AMENDMENT AND WAIVER NO. 5 , dated as of March    , 2007 (this " Amendment ")

 

BY AND AMONG

 

(1)

BRANDPARTNERS GROUP, INC. , a Delaware corporation (" BPG ");

 

(2)

BRANDPARTNERS RETAIL, INC. ,   a New Hampshire corporation (formerly known as Willey Brothers, Inc.) (" BPR ", and together with BPG, each individually a " Company " and collectively, the " Companies "); and

 

(3)

CORPORATE MEZZANINE II, L.P. , a British Virgin Islands limited partnership (" CMII ").

 

WHEREAS , the Companies and CMII are parties to a certain Subordinated Note and Warrant Purchase Agreement dated as of October 22, 2001, as amended by Amendment No. 1 and Waiver dated as of May 14, 2002, Amendment No. 2 and Waiver dated as of August 9, 2002, Amendment No. 3 and Waiver dated as of January 7, 2004 and Amendment No. 4, dated as of May 5, 2005 (the " Original Purchase Agreement " and as amended hereby, the " Purchase Agreement ") pursuant to which (i) BPR has issued and sold to CMII a subordinated promissory note (as amended by Amendment No. 1, dated as of January 7, 2004, the " Note ") in the original principal amount of $5,000,000 with a final maturity of October 22, 2008, and (ii) BPG has issued and sold to CMII certain warrants for the purchase of an aggregate of 665,000 shares of common stock of BPG (the " Warrants "); and

 

WHEREAS, the Companies, Grafico Incorporated, a Delaware corporation and wholly owned subsidiary of BPG (" Grafico "), and Banknorth, N.A., a national banking association (the " Banknorth ") are parties to a Commercial Loan Agreement, dated as of May 5, 2005 (as the same has been or may be amended, restated, supplemented or otherwise modified from time to time as permitted under the Subordination Agreement, the " Senior Credit Agreement "); and

 

WHEREAS, the Companies, Grafico, CMII and Banknorth are parties to a Subordination and Intercreditor Agreement, dated as of May 5, 2005 (as the same may be amended, restated, supplemented or otherwise modified from time to time as permitted thereunder, the " Subordination Agreement "); and

 

WHEREAS , (i) Section 8.3(b) of the Original Purchase Agreement requires that BPR shall maintain for each period of twelve trailing months ending on the last day of each fiscal quarter, minimum EBITDA of at least $900,000 (the “ Original Minimum EBITDA Covenant ”), (ii) Section 8.3(c) of the Original Purchase requires that BPR shall not permit Interest Coverage Ratio for any period of four consecutive fiscal quarters ending on the last day of any fiscal quarter to be less than 2.1:1 (the “ Original Interest Coverage Covenant ”) and (iii) Section 8.3(d) of the Original Purchase Agreement requires that on the last day of each fiscal quarter, BPR shall not permit Fully Loaded Fixed Charge Coverage Ratio for any such fiscal quarter to be less than 1.15:1 (the “ Original   Fixed Charge Coverage Covenant ”); and

 


 

WHEREAS , BPR has not complied with (i) the Original Minimum EBITDA Covenant for the periods of twelve trailing months ended on March 31, 2006 and December 31, 2006, respectively, (ii) the Original Fixed Charge Coverage Covenant for the periods of four consecutive fiscal quarters ended on March 31, 2006 and December 31, 2006, respectively or (iii) the Original Interest Coverage Covenant for the period of four consecutive fiscal quarters ended on December 31, 2006 (the “ Subject Events of Default ”); and

 

WHEREAS , the Companies have requested that CMII amend certain provisions of the Original Purchase Agreement;

 

WHEREAS , the Companies have asked CMII to waive the Subject Events of Default, but only for the specific covenants and time period set forth above; and

 

WHEREAS , subject to the satisfaction of the conditions set forth in Section 4, CMII is willing to waive the Subject Events of Default, but only for the specific covenants and time periods set forth above and is willing to amend certain provisions of the Original Purchase Agreement, but only on the terms and conditions set forth in this Amendment.

(Dataset excerpt)
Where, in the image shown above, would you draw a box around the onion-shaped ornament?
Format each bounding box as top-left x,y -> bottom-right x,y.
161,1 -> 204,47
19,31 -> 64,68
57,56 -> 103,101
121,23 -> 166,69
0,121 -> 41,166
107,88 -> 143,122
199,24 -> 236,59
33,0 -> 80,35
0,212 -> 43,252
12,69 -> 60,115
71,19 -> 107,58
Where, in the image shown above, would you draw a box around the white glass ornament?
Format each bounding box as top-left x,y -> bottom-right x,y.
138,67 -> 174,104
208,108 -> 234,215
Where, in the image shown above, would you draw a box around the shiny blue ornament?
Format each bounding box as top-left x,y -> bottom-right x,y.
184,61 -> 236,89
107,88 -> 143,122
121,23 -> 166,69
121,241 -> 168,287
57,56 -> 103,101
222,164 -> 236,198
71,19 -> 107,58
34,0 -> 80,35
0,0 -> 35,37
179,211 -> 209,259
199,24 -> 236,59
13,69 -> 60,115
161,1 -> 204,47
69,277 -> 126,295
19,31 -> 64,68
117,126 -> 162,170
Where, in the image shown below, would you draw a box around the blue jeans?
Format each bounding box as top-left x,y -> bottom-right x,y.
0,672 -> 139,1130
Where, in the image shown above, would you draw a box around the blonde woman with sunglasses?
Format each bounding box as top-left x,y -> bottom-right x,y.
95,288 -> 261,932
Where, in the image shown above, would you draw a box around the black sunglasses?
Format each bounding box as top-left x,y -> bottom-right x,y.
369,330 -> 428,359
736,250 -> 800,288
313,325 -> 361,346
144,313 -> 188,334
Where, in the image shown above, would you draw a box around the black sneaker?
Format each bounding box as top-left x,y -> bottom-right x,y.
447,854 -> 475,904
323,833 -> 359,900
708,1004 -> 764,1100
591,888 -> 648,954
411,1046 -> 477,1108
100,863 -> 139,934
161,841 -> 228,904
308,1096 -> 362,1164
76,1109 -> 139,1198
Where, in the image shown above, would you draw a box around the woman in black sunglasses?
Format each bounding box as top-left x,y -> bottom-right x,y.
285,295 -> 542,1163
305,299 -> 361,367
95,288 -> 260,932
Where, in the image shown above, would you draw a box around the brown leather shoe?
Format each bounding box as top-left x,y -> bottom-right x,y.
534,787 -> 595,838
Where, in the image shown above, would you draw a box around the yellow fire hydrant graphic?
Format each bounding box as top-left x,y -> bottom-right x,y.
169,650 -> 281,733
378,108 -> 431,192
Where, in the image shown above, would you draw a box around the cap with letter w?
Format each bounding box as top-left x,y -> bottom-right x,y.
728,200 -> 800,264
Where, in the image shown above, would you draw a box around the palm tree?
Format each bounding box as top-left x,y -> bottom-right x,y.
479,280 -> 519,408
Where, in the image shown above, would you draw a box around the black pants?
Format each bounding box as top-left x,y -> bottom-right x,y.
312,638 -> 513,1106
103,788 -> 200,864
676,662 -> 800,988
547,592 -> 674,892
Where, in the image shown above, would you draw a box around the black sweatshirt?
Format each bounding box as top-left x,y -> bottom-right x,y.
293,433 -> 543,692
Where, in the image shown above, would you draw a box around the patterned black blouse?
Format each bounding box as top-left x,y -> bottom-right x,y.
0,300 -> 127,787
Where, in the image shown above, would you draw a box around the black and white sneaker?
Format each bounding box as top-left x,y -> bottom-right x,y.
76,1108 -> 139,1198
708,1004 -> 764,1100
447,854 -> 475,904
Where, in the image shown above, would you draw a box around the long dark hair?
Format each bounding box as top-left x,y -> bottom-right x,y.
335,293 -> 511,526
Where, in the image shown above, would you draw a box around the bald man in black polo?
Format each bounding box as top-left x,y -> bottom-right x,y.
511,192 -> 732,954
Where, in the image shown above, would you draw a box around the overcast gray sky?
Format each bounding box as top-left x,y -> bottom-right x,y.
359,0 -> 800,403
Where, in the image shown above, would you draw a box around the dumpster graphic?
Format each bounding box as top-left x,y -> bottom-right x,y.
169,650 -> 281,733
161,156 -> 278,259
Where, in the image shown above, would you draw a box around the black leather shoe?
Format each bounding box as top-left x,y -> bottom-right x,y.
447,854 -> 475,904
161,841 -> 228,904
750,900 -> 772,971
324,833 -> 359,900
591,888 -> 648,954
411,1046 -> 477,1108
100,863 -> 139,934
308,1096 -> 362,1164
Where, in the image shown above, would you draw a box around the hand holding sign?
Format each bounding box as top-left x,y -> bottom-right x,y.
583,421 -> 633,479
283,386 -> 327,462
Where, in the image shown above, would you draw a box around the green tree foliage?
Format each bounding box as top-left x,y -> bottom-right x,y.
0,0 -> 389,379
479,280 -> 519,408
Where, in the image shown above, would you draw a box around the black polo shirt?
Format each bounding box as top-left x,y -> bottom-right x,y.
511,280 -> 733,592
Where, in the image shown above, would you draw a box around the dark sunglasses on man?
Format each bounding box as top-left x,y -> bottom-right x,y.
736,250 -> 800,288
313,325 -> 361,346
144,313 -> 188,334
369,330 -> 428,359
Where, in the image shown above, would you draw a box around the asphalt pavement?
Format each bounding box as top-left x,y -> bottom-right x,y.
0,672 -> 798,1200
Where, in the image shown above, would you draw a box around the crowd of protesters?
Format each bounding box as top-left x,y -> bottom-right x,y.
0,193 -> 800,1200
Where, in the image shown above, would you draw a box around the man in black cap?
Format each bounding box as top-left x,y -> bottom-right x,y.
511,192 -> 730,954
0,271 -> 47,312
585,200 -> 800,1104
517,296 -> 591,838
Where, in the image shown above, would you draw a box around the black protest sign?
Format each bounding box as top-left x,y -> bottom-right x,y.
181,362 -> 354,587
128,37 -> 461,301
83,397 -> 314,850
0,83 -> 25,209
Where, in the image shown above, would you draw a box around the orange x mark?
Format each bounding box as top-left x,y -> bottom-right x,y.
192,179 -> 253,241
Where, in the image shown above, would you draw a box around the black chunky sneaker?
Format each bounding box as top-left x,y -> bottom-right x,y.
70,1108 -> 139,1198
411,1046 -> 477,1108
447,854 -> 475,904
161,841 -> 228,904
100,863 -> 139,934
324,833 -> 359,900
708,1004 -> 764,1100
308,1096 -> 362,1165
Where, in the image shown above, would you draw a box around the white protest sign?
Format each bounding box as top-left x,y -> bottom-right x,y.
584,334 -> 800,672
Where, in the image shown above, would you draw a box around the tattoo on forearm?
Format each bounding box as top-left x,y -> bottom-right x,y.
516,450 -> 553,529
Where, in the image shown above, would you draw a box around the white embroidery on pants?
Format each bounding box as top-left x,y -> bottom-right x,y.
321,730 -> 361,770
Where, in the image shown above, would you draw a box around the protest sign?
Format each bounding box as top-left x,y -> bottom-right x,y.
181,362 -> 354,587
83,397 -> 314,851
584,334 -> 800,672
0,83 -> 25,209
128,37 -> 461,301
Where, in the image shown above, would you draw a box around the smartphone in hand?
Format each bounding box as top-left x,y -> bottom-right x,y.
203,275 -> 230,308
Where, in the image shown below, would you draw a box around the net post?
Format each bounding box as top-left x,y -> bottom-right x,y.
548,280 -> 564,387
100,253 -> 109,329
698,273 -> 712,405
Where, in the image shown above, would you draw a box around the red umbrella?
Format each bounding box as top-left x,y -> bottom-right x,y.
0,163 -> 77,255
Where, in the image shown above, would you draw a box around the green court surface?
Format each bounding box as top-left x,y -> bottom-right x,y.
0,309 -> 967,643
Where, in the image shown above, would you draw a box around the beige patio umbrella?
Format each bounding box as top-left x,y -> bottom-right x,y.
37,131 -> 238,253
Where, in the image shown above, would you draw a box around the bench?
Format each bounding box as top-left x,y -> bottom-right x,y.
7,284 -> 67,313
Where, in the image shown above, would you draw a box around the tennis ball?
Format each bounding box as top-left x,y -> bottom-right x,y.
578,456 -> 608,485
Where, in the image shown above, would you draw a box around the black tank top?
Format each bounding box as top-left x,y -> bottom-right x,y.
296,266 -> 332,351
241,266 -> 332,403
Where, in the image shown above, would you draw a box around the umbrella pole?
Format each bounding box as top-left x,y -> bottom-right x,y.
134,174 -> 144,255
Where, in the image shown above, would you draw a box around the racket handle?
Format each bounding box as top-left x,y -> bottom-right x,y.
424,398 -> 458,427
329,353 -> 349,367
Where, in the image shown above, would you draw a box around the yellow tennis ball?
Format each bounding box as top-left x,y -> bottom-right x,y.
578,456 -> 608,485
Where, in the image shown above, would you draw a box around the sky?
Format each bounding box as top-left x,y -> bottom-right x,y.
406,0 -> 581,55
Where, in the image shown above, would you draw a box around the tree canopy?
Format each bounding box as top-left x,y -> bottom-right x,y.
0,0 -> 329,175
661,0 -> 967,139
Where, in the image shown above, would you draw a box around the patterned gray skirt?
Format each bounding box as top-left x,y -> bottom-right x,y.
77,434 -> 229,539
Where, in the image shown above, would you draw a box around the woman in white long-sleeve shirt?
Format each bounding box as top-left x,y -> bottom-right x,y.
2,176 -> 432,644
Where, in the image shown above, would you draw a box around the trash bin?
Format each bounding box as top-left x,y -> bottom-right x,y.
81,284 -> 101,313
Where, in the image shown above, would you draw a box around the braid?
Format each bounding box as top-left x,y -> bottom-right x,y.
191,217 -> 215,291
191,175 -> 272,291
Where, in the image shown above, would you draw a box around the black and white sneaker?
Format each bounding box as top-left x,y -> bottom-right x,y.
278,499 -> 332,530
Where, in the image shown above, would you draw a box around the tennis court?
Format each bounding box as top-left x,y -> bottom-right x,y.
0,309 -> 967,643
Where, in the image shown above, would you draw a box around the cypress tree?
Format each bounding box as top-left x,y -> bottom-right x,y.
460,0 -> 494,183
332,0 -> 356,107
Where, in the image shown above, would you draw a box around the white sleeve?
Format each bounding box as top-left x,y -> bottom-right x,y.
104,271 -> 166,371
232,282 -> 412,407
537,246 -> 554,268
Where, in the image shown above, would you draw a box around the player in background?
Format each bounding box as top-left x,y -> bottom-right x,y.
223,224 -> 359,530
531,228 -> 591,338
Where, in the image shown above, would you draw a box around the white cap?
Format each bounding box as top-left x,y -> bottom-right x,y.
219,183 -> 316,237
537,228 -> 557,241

**GOALS:**
A. Do these statements agree with the amendment excerpt: (i) BPR was previously known as Willey Brothers, Inc.; (ii) CMII is a Delaware corporation; (iii) the Original Interest Coverage Covenant sets the minimum Interest Coverage Ratio at 1.15:1? Answer yes or no for each, quoting the words of the excerpt that decide it.
B. How would you render this sentence from the amendment excerpt in Spanish: "WHEREAS , subject to the satisfaction of the conditions set forth in Section 4, CMII is willing to waive the Subject Events of Default, but only for the specific covenants and time periods set forth above and is willing to amend certain provisions of the Original Purchase Agreement, but only on the terms and conditions set forth in this Amendment."
C. Set down the part of the amendment excerpt starting at "WHEREAS , the Companies have asked" and ending at "in this Amendment.", word for word.
None of the material is needed here.

**RESULTS OF THE EXERCISE:**
A.
(i) Yes: "formerly known as Willey Brothers, Inc."
(ii) No: "a British Virgin Islands limited partnership"
(iii) No: "to be less than 2.1:1"

B. CONSIDERANDO QUE, sujeto al cumplimiento de las condiciones establecidas en la Sección 4, CMII está dispuesta a dispensar los Supuestos de Incumplimiento Objeto, pero únicamente respecto de los compromisos específicos y los períodos indicados anteriormente, y está dispuesta a modificar ciertas disposiciones del Contrato de Compra Original, pero únicamente en los términos y condiciones establecidos en esta Modificación.

C.
WHEREAS , the Companies have asked CMII to waive the Subject Events of Default, but only for the specific covenants and time period set forth above; and

 

WHEREAS , subject to the satisfaction of the conditions set forth in Section 4, CMII is willing to waive the Subject Events of Default, but only for the specific covenants and time periods set forth above and is willing to amend certain provisions of the Original Purchase Agreement, but only on the terms and conditions set forth in this Amendment.